Data to process START
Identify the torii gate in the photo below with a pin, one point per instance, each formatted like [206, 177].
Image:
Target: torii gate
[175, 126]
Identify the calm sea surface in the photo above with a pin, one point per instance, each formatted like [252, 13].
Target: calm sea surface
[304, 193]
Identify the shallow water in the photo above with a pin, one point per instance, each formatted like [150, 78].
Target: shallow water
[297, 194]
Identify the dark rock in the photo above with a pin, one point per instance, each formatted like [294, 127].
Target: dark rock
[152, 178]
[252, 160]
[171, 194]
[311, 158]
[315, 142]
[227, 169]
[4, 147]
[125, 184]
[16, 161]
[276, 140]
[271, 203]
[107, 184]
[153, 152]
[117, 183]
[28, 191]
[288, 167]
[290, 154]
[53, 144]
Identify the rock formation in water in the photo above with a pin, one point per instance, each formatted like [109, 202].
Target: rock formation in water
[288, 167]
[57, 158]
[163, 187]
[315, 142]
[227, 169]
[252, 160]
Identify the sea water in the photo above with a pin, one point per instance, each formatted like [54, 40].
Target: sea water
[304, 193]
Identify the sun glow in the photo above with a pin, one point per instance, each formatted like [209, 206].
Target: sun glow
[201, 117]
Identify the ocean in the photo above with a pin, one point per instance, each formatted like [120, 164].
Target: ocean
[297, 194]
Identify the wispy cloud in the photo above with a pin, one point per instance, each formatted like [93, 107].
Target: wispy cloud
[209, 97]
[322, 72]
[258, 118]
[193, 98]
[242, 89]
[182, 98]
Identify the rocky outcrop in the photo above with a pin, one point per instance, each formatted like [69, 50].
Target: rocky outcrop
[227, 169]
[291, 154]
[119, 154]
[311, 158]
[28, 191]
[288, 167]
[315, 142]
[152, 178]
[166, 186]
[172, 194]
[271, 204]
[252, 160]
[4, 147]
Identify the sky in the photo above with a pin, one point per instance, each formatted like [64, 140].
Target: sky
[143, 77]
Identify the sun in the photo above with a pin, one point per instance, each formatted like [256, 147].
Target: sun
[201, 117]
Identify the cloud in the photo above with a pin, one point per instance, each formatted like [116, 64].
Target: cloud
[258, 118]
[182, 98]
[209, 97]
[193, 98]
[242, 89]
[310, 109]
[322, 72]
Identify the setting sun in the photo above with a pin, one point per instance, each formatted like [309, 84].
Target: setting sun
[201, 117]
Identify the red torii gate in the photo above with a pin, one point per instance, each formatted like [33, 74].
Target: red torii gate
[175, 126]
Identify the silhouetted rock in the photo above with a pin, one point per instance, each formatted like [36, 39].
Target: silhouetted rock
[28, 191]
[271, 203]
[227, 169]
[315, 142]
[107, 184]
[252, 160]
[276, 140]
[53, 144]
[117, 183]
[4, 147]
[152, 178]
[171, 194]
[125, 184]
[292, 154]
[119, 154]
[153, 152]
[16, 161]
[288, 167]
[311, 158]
Data to process END
What the task asks: Copy each line above exactly as it stands.

Exercise result:
Identify the torii gate in the photo below with a pin, one point per instance, each formatted like [206, 177].
Image:
Target: torii gate
[175, 126]
Identify the calm sea surface in the photo above with a pin, one point per instance, each formatted like [252, 13].
Target: calm sea surface
[304, 193]
Identify the shallow water in the photo above with a pin, one point per instance, each formatted like [150, 78].
Target: shallow water
[297, 194]
Identify the dark rock in the photo above with a pin, one point per instance, each formatted like [294, 127].
Target: dark rock
[152, 178]
[252, 160]
[171, 194]
[311, 158]
[315, 142]
[227, 169]
[4, 147]
[125, 184]
[16, 161]
[276, 140]
[271, 203]
[107, 184]
[153, 152]
[117, 183]
[28, 191]
[288, 167]
[290, 154]
[53, 144]
Identify the rock formation in water in the photo above with a pin, one point per instance, each formatted like [109, 202].
Target: rock formation in water
[288, 167]
[57, 158]
[163, 187]
[315, 142]
[227, 169]
[252, 160]
Identify the sea water in the photo above with a pin, one point per instance, each formatted like [54, 40].
Target: sea water
[304, 193]
Identify the sun glow in the photo above with a pin, one point per instance, each formatted like [209, 206].
Target: sun glow
[201, 117]
Identify the ocean in the photo above with a pin, one point per instance, each formatted like [120, 164].
Target: ocean
[297, 194]
Identify the wispy cloud in the photo above with a pin, one point per instance, each formatted like [93, 107].
Target: wispy cloud
[209, 97]
[322, 72]
[258, 118]
[193, 98]
[242, 89]
[182, 98]
Identify the rocky outcrop in the photo above with a pin, one point per instance, each formatted like [69, 50].
Target: rocky outcrop
[227, 169]
[291, 154]
[119, 154]
[311, 158]
[28, 191]
[288, 167]
[315, 142]
[152, 178]
[166, 186]
[172, 194]
[271, 204]
[252, 160]
[4, 147]
Identify the sky in the photo above with a pin, one point per instance, each formatted like [64, 140].
Target: sky
[143, 77]
Identify the sun in the photo above with a pin, one point per instance, each formatted like [256, 147].
Target: sun
[201, 117]
Identify the cloud in the photo above with a pin, one point per instance, each formatted like [116, 64].
Target: cloud
[258, 118]
[182, 98]
[209, 97]
[193, 98]
[242, 89]
[310, 109]
[322, 72]
Identify the setting sun in the photo above with a pin, one point per instance, each formatted like [309, 84].
Target: setting sun
[201, 117]
Identify the red torii gate in the photo above with a pin, one point per instance, each formatted like [33, 74].
Target: red torii gate
[175, 126]
Identify the silhouetted rock in the photo above with a pin, one point per instance, each formatted like [36, 39].
Target: silhouetted rock
[28, 191]
[271, 203]
[227, 169]
[315, 142]
[107, 184]
[252, 160]
[276, 140]
[53, 144]
[117, 183]
[4, 147]
[152, 178]
[171, 194]
[125, 184]
[292, 154]
[119, 154]
[153, 152]
[16, 161]
[288, 167]
[311, 158]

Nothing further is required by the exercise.